* What the exercise asks *
Word for word, set down the entries below.

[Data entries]
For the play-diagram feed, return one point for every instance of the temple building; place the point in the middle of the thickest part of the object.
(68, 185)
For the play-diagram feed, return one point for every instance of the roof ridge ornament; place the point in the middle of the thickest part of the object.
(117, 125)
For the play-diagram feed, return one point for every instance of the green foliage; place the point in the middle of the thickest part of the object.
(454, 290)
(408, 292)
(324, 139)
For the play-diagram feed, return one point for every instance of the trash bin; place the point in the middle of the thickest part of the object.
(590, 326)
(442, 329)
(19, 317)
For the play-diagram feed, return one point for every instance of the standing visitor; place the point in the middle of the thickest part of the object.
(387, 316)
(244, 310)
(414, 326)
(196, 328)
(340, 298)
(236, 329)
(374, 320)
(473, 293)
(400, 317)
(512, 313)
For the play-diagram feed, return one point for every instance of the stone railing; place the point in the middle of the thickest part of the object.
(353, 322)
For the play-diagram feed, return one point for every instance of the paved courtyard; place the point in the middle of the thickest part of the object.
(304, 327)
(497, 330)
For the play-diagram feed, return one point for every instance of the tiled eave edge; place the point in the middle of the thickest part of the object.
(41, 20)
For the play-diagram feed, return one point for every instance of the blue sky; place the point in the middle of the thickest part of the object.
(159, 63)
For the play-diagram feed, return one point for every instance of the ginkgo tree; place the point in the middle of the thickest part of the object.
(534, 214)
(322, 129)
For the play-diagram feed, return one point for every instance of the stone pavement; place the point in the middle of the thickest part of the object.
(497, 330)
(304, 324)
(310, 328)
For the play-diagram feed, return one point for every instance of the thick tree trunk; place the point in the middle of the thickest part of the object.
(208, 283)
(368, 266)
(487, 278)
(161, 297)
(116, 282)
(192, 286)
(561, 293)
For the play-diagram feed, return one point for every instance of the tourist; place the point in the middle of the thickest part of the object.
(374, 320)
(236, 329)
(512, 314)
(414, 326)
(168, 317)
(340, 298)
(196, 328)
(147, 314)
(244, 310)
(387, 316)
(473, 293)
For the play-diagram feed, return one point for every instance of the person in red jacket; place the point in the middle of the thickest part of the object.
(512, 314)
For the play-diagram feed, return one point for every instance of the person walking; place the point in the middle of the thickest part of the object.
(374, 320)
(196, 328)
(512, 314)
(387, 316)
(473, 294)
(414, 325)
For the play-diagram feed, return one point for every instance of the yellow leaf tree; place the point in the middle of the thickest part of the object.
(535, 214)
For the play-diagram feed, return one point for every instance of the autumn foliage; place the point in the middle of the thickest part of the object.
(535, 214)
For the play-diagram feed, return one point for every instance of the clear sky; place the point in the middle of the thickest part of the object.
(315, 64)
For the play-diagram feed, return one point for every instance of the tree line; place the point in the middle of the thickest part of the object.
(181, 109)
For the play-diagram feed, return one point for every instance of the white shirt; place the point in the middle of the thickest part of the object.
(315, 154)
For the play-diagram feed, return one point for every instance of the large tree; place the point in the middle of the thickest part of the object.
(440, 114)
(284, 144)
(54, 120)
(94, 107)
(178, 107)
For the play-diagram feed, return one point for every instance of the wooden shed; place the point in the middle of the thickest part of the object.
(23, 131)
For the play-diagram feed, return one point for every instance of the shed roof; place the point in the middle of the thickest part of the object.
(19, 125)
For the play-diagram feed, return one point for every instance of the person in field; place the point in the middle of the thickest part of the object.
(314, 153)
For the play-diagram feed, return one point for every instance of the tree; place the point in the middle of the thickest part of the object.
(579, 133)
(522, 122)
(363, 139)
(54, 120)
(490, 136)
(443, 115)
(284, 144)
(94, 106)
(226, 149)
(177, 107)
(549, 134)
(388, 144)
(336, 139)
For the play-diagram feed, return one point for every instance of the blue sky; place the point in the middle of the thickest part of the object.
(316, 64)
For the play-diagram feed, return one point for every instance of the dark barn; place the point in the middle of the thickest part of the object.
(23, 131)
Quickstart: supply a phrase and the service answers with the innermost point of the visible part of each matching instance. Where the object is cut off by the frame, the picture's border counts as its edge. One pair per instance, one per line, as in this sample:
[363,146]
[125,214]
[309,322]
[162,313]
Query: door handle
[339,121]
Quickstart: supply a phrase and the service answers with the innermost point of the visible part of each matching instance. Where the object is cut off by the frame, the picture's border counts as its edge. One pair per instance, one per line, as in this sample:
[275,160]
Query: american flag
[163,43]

* Answer section *
For the play-diagram feed, return one point for every instance of the temple building; place the point in the middle of the thickest part of the object.
(68, 185)
For the play-diagram feed, return one point for every instance of the roof ridge ornament; place the point in the middle of the thickest part of the object.
(117, 125)
For the play-diagram feed, return one point for every instance of the green foliage; place the point in the middle of the thickest part of the object.
(454, 290)
(408, 292)
(324, 139)
For the play-diagram feed, return one point for every instance of the trash bin; place the point in the middle of the thickest part of the object.
(590, 326)
(442, 329)
(19, 317)
For the play-diagram feed, return one point for every instance of the standing visitor; place the point in the middle of the thickest part of the object.
(387, 316)
(244, 310)
(414, 326)
(196, 328)
(340, 298)
(236, 329)
(374, 320)
(473, 293)
(400, 317)
(512, 313)
For the play-diagram feed, return one point for every instance of the stone railing; place the point in the middle of the thickest part of the object.
(353, 322)
For the play-diagram feed, return one point for every instance of the paved courtyard; place the point in the middle of the thickest part of the object.
(304, 327)
(497, 330)
For the play-diagram feed, return one point for every instance of the tiled eave edge; place the point in the middle of the thickest part of the object.
(41, 20)
For the play-diagram feed, return one point for every instance of the blue sky; place the point in the middle of the thickest part of the object.
(159, 63)
For the play-diagram feed, return one point for every instance of the ginkgo tree; place the point in the middle of the thickest part of the object.
(534, 214)
(322, 129)
For the play-diagram feed, return one point for every instance of the stone pavement; place the point in the middle of the thickest part of the object.
(497, 330)
(304, 324)
(310, 328)
For the play-diagram feed, return one point for every instance of the thick tree trunk; place the point in the middle of the thickest part of the object.
(208, 283)
(368, 266)
(487, 278)
(161, 297)
(116, 282)
(192, 286)
(561, 293)
For the play-diagram feed, return one point for every instance of the tourist; place the point in the middle of the thickest part of the object.
(374, 320)
(236, 329)
(512, 314)
(414, 326)
(168, 317)
(340, 298)
(196, 328)
(147, 314)
(244, 310)
(387, 316)
(473, 293)
For the play-diagram feed, return one point for every instance of the person in red jacket; place the point in the middle of the thickest part of the object.
(512, 314)
For the play-diagram feed, return one point for every instance of the person walking; place the point in the middle of the thickest part of the object.
(374, 320)
(196, 328)
(512, 314)
(387, 316)
(473, 294)
(414, 325)
For the play-diagram feed, return one point for every instance of the yellow leaf tree; place the point in the middle of the thickest part of the object.
(535, 214)
For the play-diagram feed, return one point for every instance of the autumn foliage; place the point in the middle of the thickest part of the object.
(535, 214)
For the play-diagram feed, return one point for every instance of the clear sky; place the point in the middle of the thickest part of the object.
(315, 64)
For the play-diagram feed, return one point for every instance of the tree line; place the point in the middle of the thickest part of the object.
(181, 109)
For the play-diagram feed, return one point for every instance of the white shirt; place the point in the middle of the thickest part of the object.
(315, 154)
For the play-diagram feed, return one point for every instance of the large tree; place the point in the middle of the thickest part of the object.
(440, 114)
(284, 144)
(54, 120)
(94, 107)
(178, 107)
For the play-diagram feed, return one point for every instance of the wooden shed; place the point in the middle of the thickest part of the object.
(23, 131)
For the play-diagram feed, return one point for every instance of the shed roof; place the point in the middle of the thickest part of the object.
(19, 125)
For the play-diagram feed, return one point for every instance of the person in field; place the point in the middle of the thickest part of the object.
(314, 153)
For the play-diagram feed, return one point for every instance of the tree; place the point in the middle of the thickest part of the object.
(579, 133)
(522, 122)
(363, 139)
(54, 120)
(490, 136)
(443, 115)
(284, 144)
(94, 106)
(226, 149)
(177, 107)
(549, 134)
(388, 144)
(336, 139)
For the play-diagram feed, return one point for every instance of the blue sky; place the point in the middle of the thickest part of the object.
(316, 64)
For the play-diagram feed, return one point for every instance of the dark barn; place the point in the middle of the thickest part of the object.
(23, 131)
Quickstart: supply a phrase and the service answers with the innermost point of the visible part of each matching instance. Where the object is cut off by the frame, the picture's border counts as its edge. One pair per instance, one per line, as in this sample:
[363,146]
[125,214]
[309,322]
[162,313]
Query: door handle
[339,121]
Quickstart: supply a phrase and the service answers with the innermost point of the visible part of each matching instance. Where the object is cut off by the frame, the picture's border counts as its edge. One pair per instance, one per line, as in this sample:
[275,160]
Query: american flag
[163,43]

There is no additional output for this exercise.